Alessia Pifferi, 38 anni, è a processo per omicidio volontario pluriaggravato per aver lasciato morire di stenti la figlia Diana, di 18 mesi, che ha lasciato da sola a casa per sei giorni, a luglio 2022, mentre alloggiava dal suo compagno a Leffe (Bg). La Corte d’Assise di Milano ha richiesto la perizia psichiatrica per l’imputata, prossima udienza, 4 marzo 2024.
Noi di Golfo dei Poeti news abbiamo avuto l’opportunità di intervistare l’avvocato di Alessia Pifferi, Alessia Pontenani, che ci ha gentilmente concesso una lunga e dettagliata intervista sulla sua assistita e sul processo in corso. Presenteremo i dettagli di questa conversazione in due articoli distinti.
D.: Avvocato Alessia Pontenani potrebbe condividere con noi quale è stata la ragione o la motivazione che l’ha spinta a rappresentare Alessia Pifferi in questo caso? Cosa l’ha portata a scegliere di difenderla?
- - - - -
Ricopia senza modifiche il tratto del testo sopra che va da "D.: Avvocato Alessia" fino a "scegliere di difenderla?".

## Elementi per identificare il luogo
- - - - -
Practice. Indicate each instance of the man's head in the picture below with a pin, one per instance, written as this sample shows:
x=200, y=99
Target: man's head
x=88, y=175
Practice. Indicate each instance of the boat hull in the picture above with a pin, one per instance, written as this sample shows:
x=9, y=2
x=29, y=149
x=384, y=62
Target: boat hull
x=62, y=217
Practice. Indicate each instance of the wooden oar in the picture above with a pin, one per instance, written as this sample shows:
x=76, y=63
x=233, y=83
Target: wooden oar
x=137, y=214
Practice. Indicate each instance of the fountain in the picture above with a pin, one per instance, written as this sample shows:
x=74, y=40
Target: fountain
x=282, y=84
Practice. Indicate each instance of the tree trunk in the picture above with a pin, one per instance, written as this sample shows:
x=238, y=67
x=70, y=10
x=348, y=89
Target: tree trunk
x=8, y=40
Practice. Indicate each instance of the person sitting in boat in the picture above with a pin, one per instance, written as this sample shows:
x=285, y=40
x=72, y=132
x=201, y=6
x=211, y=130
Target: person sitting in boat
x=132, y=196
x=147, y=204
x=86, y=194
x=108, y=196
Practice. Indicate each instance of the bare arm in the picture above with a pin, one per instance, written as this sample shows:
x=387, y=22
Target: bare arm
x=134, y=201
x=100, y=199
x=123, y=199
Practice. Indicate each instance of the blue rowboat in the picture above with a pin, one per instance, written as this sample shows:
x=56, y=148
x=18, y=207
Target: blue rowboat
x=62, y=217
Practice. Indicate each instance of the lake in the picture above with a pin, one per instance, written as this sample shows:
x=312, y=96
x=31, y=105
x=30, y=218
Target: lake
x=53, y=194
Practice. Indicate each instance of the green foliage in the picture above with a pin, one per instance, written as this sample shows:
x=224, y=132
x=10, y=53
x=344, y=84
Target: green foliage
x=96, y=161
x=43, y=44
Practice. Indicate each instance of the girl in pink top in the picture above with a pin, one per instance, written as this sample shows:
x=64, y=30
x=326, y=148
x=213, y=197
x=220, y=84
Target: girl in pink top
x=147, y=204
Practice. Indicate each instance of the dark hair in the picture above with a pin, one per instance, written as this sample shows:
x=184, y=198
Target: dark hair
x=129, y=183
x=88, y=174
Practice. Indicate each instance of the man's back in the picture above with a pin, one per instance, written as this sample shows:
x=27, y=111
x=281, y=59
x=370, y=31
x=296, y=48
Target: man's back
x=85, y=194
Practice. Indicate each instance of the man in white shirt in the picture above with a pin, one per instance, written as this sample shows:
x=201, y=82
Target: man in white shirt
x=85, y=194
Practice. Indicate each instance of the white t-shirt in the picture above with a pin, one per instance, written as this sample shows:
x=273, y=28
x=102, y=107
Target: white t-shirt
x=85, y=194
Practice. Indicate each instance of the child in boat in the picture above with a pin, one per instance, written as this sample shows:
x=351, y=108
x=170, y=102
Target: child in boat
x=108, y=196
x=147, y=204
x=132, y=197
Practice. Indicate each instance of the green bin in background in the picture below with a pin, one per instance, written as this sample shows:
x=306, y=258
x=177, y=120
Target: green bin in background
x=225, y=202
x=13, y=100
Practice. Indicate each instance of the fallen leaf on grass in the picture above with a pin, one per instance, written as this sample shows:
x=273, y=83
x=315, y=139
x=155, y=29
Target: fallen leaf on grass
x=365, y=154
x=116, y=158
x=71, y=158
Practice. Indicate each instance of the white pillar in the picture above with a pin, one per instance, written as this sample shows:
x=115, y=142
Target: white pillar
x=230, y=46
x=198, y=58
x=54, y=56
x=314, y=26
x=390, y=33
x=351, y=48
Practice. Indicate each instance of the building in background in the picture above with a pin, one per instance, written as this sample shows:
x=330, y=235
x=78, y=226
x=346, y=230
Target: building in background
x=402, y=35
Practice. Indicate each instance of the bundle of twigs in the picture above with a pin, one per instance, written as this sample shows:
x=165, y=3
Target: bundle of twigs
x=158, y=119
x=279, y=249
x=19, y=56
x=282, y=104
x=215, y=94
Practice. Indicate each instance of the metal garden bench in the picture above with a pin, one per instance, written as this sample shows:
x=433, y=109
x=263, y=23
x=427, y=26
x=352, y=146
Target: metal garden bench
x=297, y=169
- - - - -
## Soluzione
D.: Avvocato Alessia Pontenani potrebbe condividere con noi quale è stata la ragione o la motivazione che l’ha spinta a rappresentare Alessia Pifferi in questo caso? Cosa l’ha portata a scegliere di difenderla?